Put every row below into a two-column CSV headed text and answer. Give one CSV line per row, with each field in quotation marks and any line breaks inside a field replaced by spaces.

────────────────

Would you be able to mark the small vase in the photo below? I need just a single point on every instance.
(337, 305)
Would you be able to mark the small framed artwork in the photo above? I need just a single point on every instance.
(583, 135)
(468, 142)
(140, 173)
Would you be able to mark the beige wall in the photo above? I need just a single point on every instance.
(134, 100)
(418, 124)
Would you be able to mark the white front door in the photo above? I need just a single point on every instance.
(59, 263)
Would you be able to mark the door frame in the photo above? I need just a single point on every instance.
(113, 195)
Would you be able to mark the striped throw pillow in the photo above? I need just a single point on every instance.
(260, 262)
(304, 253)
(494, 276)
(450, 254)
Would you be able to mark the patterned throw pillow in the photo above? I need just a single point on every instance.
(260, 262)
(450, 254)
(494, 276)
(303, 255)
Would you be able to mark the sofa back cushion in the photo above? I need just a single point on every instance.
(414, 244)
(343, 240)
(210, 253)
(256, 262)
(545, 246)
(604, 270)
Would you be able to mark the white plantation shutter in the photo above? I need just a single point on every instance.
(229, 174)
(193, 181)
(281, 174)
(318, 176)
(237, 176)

────────────────

→ SOLUTION TO THIS EXERCISE
text,answer
"Would you be able to mark the small vase in the photo below? I need just a single point on every instance.","(337, 305)"
"Would you be able to mark the small framed artwork in the photo above? I need just a single point on every instance.","(583, 135) (468, 142) (140, 173)"
"Would you be able to mark the beige wall in the photo above? I need just a single point on every instance.","(134, 100) (418, 124)"
"Would you be able to mark the white front door in the photo above? I need just a single point on every instance.","(59, 263)"
"Would you be able to mark the door frame in the photo above? I need just a single point on every instance.","(113, 195)"
"Would you be able to mark the striped throw pillow in the photo above? I need just a single point on every instance.","(260, 262) (304, 253) (494, 276) (450, 254)"
"Would you be able to mark the patterned throw pillow in the photo above? I need just a single point on every instance.","(260, 262) (450, 254) (494, 276) (303, 255)"
"Would you be able to mark the sofa back cushion in the photo above? I need just a single point on every instance.","(414, 244) (343, 240) (210, 253) (256, 262) (545, 246) (604, 270)"
"Would you be able to mark the white plantation shutter in the photo above? I need just a single point on every instance.","(229, 174) (193, 181) (281, 174) (318, 176) (237, 176)"